=== WHAT NEEDS TO BE DONE ===
List every line in the records below that contains the string "rocky".

—————

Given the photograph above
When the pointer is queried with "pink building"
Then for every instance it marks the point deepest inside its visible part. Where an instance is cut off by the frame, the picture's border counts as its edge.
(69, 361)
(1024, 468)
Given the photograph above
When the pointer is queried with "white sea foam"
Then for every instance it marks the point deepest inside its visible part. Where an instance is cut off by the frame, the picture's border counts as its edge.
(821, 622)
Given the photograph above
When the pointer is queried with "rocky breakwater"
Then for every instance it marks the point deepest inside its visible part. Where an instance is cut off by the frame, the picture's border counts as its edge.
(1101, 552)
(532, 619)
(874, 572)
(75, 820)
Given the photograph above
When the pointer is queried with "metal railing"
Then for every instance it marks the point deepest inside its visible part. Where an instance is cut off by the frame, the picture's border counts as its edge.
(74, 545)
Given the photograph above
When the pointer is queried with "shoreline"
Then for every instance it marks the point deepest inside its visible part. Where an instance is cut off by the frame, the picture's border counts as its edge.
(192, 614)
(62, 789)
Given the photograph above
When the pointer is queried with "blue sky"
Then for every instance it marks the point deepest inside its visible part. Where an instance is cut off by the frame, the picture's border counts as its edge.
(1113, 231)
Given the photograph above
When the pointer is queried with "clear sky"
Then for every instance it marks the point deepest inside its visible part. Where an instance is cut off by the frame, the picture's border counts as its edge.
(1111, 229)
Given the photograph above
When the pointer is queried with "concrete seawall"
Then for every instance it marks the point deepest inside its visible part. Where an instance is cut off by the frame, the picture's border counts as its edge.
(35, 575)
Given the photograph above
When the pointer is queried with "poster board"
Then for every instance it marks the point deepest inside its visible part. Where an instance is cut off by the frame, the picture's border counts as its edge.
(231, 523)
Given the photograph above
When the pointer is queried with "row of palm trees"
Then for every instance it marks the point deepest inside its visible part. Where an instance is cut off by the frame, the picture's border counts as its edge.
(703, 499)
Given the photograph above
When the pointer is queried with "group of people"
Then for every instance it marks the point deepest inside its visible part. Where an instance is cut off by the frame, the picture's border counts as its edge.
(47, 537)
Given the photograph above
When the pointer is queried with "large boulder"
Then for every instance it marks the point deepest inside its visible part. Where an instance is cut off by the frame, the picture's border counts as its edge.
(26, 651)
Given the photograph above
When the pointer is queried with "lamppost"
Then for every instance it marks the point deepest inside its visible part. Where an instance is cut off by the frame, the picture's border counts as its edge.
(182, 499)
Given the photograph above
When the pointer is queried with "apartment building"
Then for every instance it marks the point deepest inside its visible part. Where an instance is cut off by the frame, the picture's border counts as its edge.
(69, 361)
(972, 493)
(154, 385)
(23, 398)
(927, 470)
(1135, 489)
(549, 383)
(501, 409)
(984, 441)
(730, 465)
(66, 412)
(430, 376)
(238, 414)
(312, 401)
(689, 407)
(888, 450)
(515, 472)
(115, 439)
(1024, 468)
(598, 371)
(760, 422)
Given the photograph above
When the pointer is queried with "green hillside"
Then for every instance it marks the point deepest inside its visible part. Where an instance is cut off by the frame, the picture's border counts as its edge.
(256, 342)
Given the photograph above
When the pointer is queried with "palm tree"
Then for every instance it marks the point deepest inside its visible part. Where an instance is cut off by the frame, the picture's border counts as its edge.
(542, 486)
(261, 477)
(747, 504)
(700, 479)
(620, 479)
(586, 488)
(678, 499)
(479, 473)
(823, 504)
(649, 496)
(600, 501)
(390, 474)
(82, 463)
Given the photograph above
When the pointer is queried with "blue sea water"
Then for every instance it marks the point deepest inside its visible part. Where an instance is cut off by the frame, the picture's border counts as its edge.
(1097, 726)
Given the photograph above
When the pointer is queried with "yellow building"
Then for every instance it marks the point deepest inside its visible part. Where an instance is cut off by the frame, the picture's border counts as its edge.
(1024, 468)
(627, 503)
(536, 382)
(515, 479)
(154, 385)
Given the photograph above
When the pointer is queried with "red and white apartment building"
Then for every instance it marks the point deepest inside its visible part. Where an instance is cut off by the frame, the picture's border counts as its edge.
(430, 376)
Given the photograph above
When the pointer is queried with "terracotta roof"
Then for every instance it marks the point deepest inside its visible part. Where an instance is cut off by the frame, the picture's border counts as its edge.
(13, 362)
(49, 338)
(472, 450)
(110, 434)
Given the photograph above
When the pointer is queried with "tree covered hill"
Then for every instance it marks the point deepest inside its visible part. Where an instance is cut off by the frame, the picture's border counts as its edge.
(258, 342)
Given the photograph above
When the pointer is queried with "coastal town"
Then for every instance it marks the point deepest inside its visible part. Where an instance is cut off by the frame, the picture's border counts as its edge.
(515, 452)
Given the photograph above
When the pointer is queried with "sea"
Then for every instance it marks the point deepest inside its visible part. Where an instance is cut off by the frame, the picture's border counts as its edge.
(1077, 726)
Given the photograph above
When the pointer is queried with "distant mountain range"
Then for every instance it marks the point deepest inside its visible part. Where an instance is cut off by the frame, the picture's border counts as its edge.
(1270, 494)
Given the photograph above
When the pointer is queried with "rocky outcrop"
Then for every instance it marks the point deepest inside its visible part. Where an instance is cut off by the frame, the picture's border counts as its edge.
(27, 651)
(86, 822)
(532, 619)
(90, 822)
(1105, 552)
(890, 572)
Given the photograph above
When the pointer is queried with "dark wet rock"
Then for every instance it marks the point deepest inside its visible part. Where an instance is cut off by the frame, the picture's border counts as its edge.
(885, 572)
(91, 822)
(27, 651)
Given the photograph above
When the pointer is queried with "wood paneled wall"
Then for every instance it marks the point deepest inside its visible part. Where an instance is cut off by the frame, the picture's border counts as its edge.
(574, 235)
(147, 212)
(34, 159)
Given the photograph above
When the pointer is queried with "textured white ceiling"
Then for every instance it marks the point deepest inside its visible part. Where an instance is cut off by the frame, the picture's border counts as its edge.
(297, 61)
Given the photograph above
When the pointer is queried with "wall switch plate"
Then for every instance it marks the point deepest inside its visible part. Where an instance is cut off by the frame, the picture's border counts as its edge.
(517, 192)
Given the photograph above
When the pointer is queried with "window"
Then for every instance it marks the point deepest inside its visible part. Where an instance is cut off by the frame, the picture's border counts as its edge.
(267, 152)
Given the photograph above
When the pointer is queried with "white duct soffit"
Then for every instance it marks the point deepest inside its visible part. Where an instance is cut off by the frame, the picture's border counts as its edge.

—————

=== COMPLETED TASK ===
When the pointer is queried with "rocky breakwater"
When the pointer is queried with "rocky outcrop"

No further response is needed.